TASK OBJECTIVE: Produce a verbatim copy of the entries listed below.

DATA IN THIS EXERCISE:
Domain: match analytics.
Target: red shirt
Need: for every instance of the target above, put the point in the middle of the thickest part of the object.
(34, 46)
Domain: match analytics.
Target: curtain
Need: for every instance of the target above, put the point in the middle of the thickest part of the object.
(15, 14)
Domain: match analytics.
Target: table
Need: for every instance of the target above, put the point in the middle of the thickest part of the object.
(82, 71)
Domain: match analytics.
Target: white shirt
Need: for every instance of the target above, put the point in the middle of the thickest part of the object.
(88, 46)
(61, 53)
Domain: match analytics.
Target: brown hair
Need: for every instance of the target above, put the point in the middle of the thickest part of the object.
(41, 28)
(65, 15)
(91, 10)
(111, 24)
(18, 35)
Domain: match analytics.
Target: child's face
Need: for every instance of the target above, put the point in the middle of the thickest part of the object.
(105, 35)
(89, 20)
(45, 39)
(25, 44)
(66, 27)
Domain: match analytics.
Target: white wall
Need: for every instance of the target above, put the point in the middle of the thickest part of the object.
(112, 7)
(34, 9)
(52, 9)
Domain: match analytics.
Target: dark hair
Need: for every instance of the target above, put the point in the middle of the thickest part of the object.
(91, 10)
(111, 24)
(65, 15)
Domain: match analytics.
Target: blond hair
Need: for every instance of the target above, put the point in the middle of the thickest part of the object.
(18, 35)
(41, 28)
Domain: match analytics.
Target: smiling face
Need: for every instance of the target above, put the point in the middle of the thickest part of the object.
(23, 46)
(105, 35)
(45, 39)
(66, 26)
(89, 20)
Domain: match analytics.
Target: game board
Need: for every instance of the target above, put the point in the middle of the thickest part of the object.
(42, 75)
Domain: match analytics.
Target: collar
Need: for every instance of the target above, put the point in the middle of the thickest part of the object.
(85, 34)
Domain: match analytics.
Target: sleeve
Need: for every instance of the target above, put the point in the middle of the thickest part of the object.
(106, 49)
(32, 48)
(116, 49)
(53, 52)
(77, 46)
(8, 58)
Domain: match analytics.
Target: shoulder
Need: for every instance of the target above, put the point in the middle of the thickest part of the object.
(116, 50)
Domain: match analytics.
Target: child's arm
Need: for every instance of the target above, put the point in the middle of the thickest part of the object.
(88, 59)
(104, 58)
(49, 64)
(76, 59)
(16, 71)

FINAL RESULT:
Domain: match analytics.
Target: red shirt
Need: for every instance of the target above, put the point in the middle of the thickest part of the object.
(34, 46)
Domain: match analytics.
Target: curtain
Need: for every instance of the target above, put the point in the middle of the thickest part of the object.
(15, 14)
Domain: match analytics.
Target: table
Need: for every instance of the target above, put the point in the middle of the thickest part of the object.
(82, 71)
Domain: match analytics.
Target: white shirt
Need: for every instance of the target above, put the point in the middle of the thickest part of the object.
(88, 46)
(61, 53)
Domain: match analytics.
Target: brown hair
Need: for every instance of the target above, put the point in the middle of the thickest part of the object.
(41, 28)
(65, 15)
(91, 10)
(111, 24)
(18, 35)
Domain: match analytics.
Target: child's face
Need: for every instance of the target above, put the point in the middle of the thickest part of the object.
(105, 35)
(89, 20)
(45, 39)
(25, 44)
(66, 27)
Domain: match analytics.
Target: white wall
Need: for every instance of the target above, put the point in the middle of the thickest part of the object.
(112, 7)
(34, 9)
(52, 9)
Domain: match analytics.
Target: dark hair
Need: for every instance of the target above, put the point in the middle of the thickest part of the object.
(91, 10)
(111, 24)
(65, 15)
Domain: match analytics.
Target: blond hair
Need: for every instance of the target above, put the point in the middle of the thickest part of the object.
(18, 35)
(41, 28)
Domain: match analytics.
Target: smiling face
Need: for every instance of the target above, put the point in the middle of the thickest part of the object.
(23, 46)
(105, 35)
(45, 39)
(66, 26)
(89, 20)
Domain: match analytics.
Target: game board
Need: for every instance of the target above, put the point in the middle of the thickest part of the object.
(42, 75)
Domain: match analytics.
Target: collar
Need: for every instance of the target above, put the point in the middle of the thickest part of the object.
(85, 34)
Domain: match analytics.
Target: sleeve
Need: for every instance of the target above, put the point in the middle of the thickest part of the object.
(106, 49)
(32, 48)
(116, 49)
(53, 52)
(77, 46)
(8, 58)
Domain: match analytics.
Target: shoulder
Need: for every instance of the target above, put the point in the middle of the thickest part of the object.
(116, 50)
Domain: match analytics.
Target: child's arm
Need: for every instance of the target above, put the point in the middle of the thickest part of the object.
(88, 59)
(104, 58)
(49, 64)
(76, 59)
(16, 71)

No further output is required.